## Textauszug:
Wiederverwertung ist Pflicht
Bei Grossbaustellen wie dieser ist zudem ein Entsorgungskonzept vorgeschrieben. Wie die Bau- und Umweltschutzdirektion auf Anfrage mitteilt, müssen die Bauabfälle gemäss Konzept vor Ort getrennt und einer Verwertungs- oder Entsorgungsanlage zugeführt werden. Verwertbare Abfälle müssen nach dem Stand der Technik und mit verhältnismässigem Aufwand grundsätzlich verwertet werden. Das Amt für Umwelt und Energie führt periodisch Baustellenkontrollen durch, an denen auch die Einhaltung des Entsorgungskonzepts überprüft werde.

## Arbeitsaufträge:
1. Wer führt laut dem Textauszug periodisch Baustellenkontrollen durch?
2. Schreiben Sie aus dem Textauszug den Abschnitt von „Wiederverwertung ist Pflicht“ bis „Entsorgungskonzepts überprüft werde.“ wortgetreu ab.

## Datenzeilen:
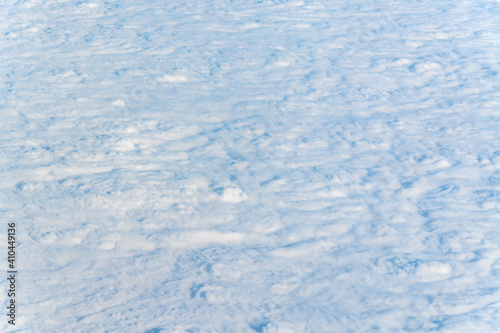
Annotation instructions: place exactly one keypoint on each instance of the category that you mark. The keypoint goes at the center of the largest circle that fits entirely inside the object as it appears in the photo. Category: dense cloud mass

## Lösungen:
1. Das Amt für Umwelt und Energie.

2.
Wiederverwertung ist Pflicht
Bei Grossbaustellen wie dieser ist zudem ein Entsorgungskonzept vorgeschrieben. Wie die Bau- und Umweltschutzdirektion auf Anfrage mitteilt, müssen die Bauabfälle gemäss Konzept vor Ort getrennt und einer Verwertungs- oder Entsorgungsanlage zugeführt werden. Verwertbare Abfälle müssen nach dem Stand der Technik und mit verhältnismässigem Aufwand grundsätzlich verwertet werden. Das Amt für Umwelt und Energie führt periodisch Baustellenkontrollen durch, an denen auch die Einhaltung des Entsorgungskonzepts überprüft werde.